*PROMPT*: In full and word for word, return the listing that follows.
◆ ◆ ◆ ◆ ◆ ◆ ◆
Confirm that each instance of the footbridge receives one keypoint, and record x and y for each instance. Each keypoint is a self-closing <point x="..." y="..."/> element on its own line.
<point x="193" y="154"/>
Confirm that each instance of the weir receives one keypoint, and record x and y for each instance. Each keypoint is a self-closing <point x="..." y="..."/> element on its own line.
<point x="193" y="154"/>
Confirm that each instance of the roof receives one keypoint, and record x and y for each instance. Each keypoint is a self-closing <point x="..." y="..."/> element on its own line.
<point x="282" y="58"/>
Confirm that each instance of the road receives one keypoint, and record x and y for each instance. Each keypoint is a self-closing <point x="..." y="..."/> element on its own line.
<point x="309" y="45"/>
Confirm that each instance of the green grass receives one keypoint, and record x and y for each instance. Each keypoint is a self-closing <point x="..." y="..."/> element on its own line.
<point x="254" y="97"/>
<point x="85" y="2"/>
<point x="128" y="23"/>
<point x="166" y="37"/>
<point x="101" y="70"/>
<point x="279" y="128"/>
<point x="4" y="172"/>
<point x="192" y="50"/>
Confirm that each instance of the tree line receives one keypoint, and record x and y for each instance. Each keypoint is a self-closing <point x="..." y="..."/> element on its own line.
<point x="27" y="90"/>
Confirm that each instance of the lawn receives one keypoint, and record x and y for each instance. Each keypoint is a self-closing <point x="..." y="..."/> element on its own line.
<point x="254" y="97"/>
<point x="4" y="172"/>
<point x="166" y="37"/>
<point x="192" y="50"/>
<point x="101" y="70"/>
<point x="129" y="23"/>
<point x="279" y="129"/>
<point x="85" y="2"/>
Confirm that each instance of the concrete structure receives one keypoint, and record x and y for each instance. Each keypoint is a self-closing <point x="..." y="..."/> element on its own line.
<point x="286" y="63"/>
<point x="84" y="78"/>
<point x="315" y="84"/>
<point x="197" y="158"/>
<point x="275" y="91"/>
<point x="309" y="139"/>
◆ ◆ ◆ ◆ ◆ ◆ ◆
*SOLUTION*:
Confirm that each instance of the footbridge receives one keypoint, and record x and y for each instance. Each keypoint is a self-closing <point x="..." y="..."/> element on its own line.
<point x="193" y="154"/>
Confirm that each instance of the weir receives one keypoint, and record x and y for each instance. Each keypoint is a self-closing <point x="..." y="..."/> element on its own line.
<point x="193" y="154"/>
Confirm that each instance of the roof receives one keypoint, and record x and y for each instance. Each keypoint is a self-closing <point x="..." y="..."/> element on its own line.
<point x="282" y="58"/>
Confirm that each instance of the road receives one keypoint, and record x and y for each instance. Each keypoint is a self-closing <point x="..." y="..."/> element on its own line.
<point x="309" y="45"/>
Confirm that each instance of the green grass receives one keypoint, and record x and y for each instance. Each keypoint is a self-closing <point x="..." y="..."/> element on its own line.
<point x="254" y="97"/>
<point x="85" y="2"/>
<point x="128" y="23"/>
<point x="166" y="37"/>
<point x="101" y="70"/>
<point x="279" y="128"/>
<point x="4" y="172"/>
<point x="192" y="50"/>
Confirm that each instance of the tree line receives one keypoint, and record x and y for each instance. Each keypoint is a self-closing <point x="..." y="..."/> element on its own line.
<point x="27" y="90"/>
Confirm that each instance of the lawn receives one keypoint, and record x and y for each instance. Each keypoint is a self-closing <point x="..." y="..."/> element on its own line.
<point x="254" y="97"/>
<point x="4" y="172"/>
<point x="166" y="37"/>
<point x="192" y="50"/>
<point x="101" y="70"/>
<point x="129" y="23"/>
<point x="279" y="129"/>
<point x="85" y="2"/>
Confirm that each instance of the concrete structure receives one keypoint, and record x and y for each instance. Each keypoint is a self-closing <point x="..." y="..."/> element on its own line.
<point x="286" y="63"/>
<point x="84" y="78"/>
<point x="315" y="84"/>
<point x="197" y="158"/>
<point x="275" y="91"/>
<point x="309" y="139"/>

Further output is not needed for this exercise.